**TASK TO CARRY OUT**
The material below holds pictures, which are to be left out; copy exactly the lines from the one with "# test: for every instance of the loon's bill, mark" through the one with "# test: for every instance of the aircraft nose, mark".

========================================================================

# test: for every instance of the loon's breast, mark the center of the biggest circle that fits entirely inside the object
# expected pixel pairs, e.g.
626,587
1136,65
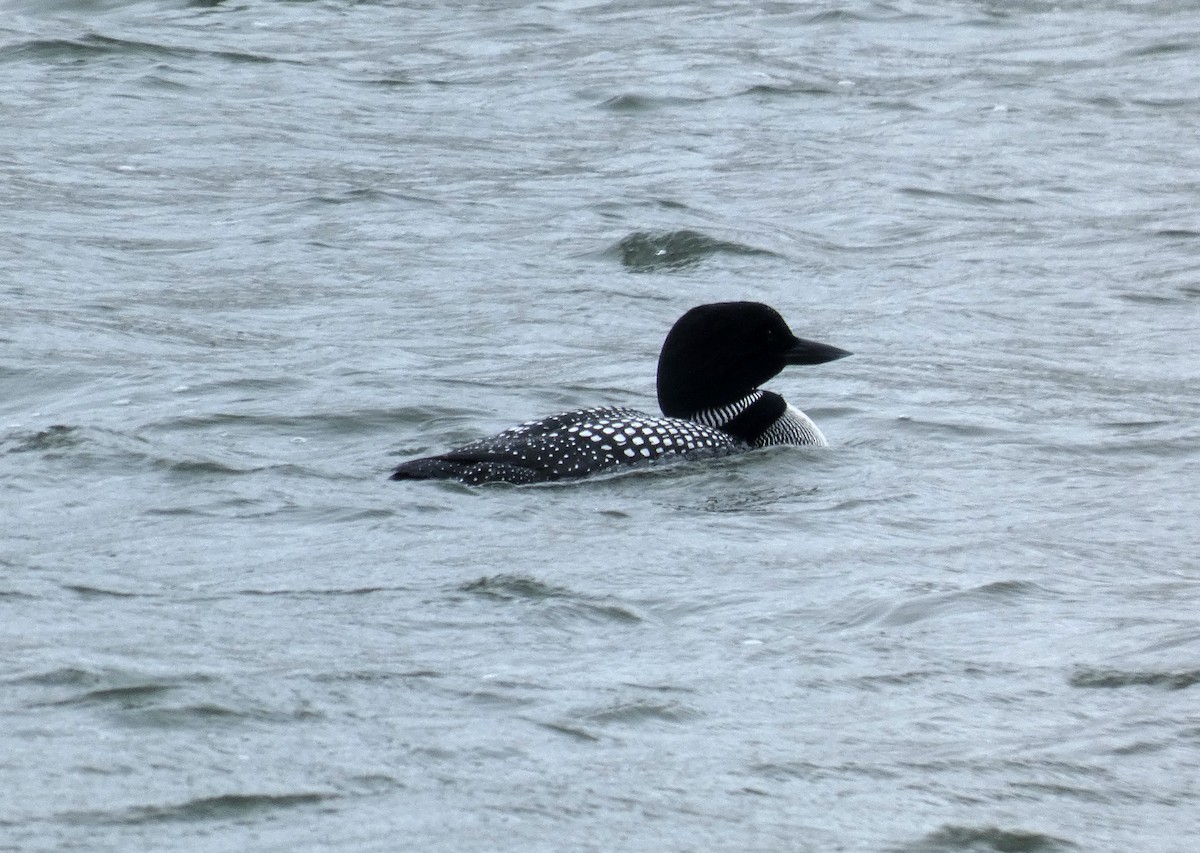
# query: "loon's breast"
570,445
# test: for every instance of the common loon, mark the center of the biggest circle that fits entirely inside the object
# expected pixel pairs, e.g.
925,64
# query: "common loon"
712,364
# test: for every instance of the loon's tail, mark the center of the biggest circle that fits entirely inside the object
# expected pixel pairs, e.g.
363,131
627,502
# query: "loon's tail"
471,472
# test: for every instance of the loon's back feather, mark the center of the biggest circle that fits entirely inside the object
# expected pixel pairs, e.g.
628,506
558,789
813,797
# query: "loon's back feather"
711,366
571,444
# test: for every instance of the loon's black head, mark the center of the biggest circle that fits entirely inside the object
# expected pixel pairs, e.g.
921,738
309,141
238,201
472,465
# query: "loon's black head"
717,354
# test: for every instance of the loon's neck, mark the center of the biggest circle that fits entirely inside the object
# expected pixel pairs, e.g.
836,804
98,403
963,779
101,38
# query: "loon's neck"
762,419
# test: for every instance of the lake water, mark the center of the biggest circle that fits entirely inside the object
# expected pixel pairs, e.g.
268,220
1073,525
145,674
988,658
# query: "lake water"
253,253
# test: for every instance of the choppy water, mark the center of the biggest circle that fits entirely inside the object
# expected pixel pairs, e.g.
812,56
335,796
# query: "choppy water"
253,253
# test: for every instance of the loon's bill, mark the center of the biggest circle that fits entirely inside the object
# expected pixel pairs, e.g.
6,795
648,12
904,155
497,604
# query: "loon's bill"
712,364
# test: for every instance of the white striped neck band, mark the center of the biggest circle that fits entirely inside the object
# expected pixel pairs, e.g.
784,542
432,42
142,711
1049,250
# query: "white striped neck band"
721,415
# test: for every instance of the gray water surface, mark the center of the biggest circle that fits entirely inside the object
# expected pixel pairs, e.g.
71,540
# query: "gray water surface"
255,253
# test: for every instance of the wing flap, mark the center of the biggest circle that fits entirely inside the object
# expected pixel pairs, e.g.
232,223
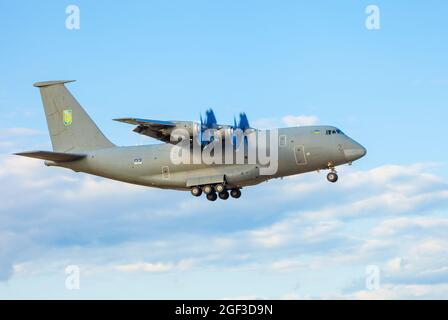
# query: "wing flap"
52,156
146,122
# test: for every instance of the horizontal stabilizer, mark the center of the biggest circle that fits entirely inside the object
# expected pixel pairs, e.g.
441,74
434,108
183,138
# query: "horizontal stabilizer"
146,122
52,156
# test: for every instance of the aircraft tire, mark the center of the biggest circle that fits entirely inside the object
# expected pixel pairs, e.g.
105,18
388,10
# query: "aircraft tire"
235,193
196,191
332,177
212,196
220,188
207,189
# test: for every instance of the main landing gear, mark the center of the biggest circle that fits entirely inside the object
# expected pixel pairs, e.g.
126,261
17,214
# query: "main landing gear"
212,192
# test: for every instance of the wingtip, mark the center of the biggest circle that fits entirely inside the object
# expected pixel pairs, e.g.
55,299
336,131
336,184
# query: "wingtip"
51,83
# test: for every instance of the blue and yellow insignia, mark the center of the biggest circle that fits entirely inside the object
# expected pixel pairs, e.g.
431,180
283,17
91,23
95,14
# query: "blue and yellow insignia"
67,117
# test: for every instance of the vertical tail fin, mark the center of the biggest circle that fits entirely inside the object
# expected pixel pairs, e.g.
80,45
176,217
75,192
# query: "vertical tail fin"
71,129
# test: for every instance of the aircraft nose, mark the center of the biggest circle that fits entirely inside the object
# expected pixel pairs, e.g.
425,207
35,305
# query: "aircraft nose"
354,152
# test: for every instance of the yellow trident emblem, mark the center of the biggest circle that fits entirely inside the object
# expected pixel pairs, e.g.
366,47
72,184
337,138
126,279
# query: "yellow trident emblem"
67,117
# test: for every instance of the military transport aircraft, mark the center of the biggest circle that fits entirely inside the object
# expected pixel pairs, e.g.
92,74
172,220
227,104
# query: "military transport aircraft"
79,145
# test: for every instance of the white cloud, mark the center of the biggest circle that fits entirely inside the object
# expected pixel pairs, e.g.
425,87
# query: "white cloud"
300,223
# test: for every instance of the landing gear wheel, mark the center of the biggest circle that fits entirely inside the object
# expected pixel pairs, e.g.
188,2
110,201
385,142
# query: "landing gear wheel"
207,189
332,177
223,195
235,193
220,188
212,196
196,191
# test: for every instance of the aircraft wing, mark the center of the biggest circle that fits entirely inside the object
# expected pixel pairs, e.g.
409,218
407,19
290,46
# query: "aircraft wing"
157,129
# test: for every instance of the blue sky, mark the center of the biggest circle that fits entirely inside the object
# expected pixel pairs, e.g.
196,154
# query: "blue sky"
296,238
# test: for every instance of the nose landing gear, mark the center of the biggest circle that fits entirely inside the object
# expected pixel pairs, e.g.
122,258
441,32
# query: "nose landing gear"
332,176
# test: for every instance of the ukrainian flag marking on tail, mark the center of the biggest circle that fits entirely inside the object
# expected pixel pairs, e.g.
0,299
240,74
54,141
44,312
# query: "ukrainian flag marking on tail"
67,117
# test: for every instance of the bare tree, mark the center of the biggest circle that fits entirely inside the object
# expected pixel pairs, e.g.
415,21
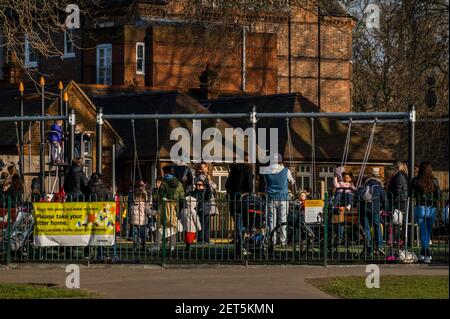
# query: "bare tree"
405,61
29,26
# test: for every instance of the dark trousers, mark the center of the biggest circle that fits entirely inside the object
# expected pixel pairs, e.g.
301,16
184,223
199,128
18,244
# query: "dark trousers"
203,235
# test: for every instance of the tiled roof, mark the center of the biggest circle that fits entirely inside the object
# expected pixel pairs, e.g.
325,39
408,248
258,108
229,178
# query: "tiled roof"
329,134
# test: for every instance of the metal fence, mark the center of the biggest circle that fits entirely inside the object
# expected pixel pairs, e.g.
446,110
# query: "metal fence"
244,230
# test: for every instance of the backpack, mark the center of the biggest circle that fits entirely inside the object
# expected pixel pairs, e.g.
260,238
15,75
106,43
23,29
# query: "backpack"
368,193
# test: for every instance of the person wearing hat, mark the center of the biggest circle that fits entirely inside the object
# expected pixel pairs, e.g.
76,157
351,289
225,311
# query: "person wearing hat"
203,194
276,179
373,199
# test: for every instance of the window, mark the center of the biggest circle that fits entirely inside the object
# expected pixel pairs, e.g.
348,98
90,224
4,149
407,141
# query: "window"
327,174
88,166
30,55
220,175
140,58
68,44
304,177
1,57
104,64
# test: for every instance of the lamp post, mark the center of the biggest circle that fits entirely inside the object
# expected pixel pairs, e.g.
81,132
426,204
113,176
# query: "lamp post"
21,157
42,139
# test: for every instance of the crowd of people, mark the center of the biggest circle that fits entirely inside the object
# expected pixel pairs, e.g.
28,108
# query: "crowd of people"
183,200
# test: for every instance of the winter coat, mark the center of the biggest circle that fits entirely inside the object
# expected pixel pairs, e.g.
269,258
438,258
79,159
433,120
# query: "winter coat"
173,191
379,200
185,176
171,188
97,191
239,181
398,191
422,198
75,183
55,134
188,216
139,213
203,200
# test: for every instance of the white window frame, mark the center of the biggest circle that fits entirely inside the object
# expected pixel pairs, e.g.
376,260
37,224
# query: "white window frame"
28,50
303,172
103,47
220,172
68,38
140,44
327,172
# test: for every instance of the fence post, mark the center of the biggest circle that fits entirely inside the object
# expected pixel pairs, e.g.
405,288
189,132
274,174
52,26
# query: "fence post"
8,241
325,232
163,243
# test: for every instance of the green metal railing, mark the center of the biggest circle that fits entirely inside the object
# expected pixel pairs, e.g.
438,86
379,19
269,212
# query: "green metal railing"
339,237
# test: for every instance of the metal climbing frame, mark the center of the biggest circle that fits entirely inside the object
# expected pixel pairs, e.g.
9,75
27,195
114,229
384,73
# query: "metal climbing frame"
253,116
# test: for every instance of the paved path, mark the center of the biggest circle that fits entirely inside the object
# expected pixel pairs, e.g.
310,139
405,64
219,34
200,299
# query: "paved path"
215,282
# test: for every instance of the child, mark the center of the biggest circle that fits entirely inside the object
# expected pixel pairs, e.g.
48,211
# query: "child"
344,186
190,221
138,218
55,138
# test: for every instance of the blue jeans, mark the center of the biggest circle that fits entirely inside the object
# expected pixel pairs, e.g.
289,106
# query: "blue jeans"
425,217
373,219
203,235
347,197
278,214
138,235
238,228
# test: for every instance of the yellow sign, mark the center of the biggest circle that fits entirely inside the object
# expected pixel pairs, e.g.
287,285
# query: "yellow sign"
74,224
314,203
314,211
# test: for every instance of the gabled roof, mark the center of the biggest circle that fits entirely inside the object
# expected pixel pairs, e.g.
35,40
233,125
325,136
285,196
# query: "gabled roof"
9,106
330,135
148,102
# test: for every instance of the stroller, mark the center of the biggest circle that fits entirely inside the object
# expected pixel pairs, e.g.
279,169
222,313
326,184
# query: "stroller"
253,210
22,229
297,229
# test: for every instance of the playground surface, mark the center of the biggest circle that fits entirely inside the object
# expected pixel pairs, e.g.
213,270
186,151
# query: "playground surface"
202,282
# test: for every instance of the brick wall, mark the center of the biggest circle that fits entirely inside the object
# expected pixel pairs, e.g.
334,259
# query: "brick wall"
335,69
181,54
114,36
85,115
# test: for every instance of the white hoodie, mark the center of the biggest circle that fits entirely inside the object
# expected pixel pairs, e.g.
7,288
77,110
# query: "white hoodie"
188,216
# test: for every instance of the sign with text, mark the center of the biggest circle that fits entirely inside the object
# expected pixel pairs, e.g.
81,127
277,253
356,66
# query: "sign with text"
74,224
314,211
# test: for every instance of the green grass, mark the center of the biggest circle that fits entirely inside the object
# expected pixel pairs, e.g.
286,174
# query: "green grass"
28,291
391,287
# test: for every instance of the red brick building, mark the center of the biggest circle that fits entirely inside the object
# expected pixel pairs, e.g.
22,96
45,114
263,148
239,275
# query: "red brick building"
153,44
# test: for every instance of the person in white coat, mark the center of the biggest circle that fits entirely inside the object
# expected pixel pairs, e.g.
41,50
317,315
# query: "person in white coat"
190,221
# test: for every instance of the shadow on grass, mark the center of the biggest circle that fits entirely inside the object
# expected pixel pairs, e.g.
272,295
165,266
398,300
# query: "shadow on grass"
391,287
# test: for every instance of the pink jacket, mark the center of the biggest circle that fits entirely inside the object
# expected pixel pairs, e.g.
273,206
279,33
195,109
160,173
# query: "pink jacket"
350,187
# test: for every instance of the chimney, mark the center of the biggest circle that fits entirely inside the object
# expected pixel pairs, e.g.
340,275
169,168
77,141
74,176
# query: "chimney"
208,80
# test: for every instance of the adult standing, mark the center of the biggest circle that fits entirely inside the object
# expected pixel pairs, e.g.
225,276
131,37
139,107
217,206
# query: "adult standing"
172,191
372,199
184,174
75,182
426,192
277,178
397,192
239,181
203,194
97,191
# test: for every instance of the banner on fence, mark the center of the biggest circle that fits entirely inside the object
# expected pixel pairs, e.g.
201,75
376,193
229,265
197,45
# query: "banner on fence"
74,224
313,211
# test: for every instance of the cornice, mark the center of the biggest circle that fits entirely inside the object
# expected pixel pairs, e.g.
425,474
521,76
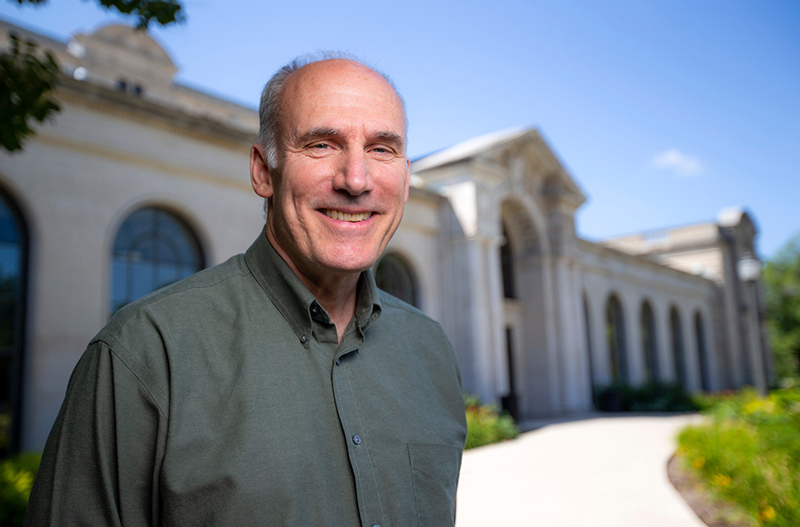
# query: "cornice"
152,113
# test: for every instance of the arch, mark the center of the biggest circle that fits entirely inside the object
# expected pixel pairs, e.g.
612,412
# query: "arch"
395,276
649,342
14,254
702,352
152,248
523,263
587,324
678,351
615,333
507,266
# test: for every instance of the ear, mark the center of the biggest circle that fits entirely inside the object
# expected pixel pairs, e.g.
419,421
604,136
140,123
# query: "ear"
408,178
260,176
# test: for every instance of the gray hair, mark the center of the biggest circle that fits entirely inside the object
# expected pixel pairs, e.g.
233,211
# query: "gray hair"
269,112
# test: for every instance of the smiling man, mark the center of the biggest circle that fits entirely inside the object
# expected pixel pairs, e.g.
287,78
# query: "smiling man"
281,387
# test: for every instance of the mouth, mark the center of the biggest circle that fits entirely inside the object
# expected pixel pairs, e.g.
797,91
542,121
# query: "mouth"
346,216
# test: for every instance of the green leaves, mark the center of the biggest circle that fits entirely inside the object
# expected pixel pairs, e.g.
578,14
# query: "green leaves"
782,285
28,75
27,78
164,12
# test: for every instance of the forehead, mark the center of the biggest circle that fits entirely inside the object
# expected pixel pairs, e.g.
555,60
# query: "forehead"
341,91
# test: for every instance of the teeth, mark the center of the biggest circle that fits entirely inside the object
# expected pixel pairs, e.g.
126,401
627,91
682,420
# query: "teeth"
346,216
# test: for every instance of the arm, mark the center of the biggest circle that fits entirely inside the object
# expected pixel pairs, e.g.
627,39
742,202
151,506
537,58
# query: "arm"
100,465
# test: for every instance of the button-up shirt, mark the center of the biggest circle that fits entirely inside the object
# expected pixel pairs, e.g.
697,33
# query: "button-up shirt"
226,399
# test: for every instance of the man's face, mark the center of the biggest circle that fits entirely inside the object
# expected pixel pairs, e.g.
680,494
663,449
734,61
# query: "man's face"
339,192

========================================================================

**RESULT OF THE EXERCISE**
# test: for every instance of the loon's bill, mark the center of the biggest circle that fits entirely inside the object
# expected pixel pairs, e.g.
6,795
648,12
904,155
497,604
# query: "loon's bill"
712,364
# test: for every instance of the white striped neck band, mark the center of the biggest circle that fits entirely inside the object
# expected pixel pairs, e.g.
784,542
432,42
142,711
1049,250
# query: "white striped neck band"
721,415
# test: for every instance of the gray water surface, mark the center of the biggest circle that fits entirely inside the object
# expected pixel pairs, e.g.
71,540
# query: "gray water surface"
255,253
# test: for every instance of the wing flap, mark the center of the biggest circle that fits entirely inside the object
# expected pixel pairs, e.g.
232,223
# query: "wing flap"
52,156
146,122
# test: for every instance of the horizontal stabilizer, mark the center of the biggest circle that fits entirely inside the object
# expected pixel pairs, e.g.
441,74
434,108
183,138
# query: "horizontal stabilizer"
146,122
52,156
# test: for every instance of the aircraft tire, mark the center of the biggest circle that fits entirely inside the object
# expected pixel pairs, e.g.
105,18
388,10
# query: "aircraft tire"
235,193
196,191
332,177
212,196
220,188
207,189
# test: for every instance of the main landing gear, mark the center of the biggest circle that fits entirely inside the object
# expected pixel pairs, e.g.
126,261
17,214
# query: "main landing gear"
212,192
# test: for every instance of the wingtip, mark the center of the biggest circle that fits entirely inside the object
# expected pixel pairs, e.g.
55,299
336,131
336,184
# query: "wingtip"
51,83
# test: for every instance of the blue and yellow insignia, mark the center of the biggest circle that fits entirely inside the object
# expected pixel pairs, e.g.
431,180
283,17
91,23
95,14
# query: "blue and yellow insignia"
67,117
# test: for every instance of the vertical tail fin, mark the center of the biggest circle that fits entirely inside the object
# expected pixel pairs, e.g.
80,45
176,217
75,192
# query: "vertical tail fin"
71,129
# test: for every instance of the aircraft nose, mark the center of the biggest circle that fits entirely inside the object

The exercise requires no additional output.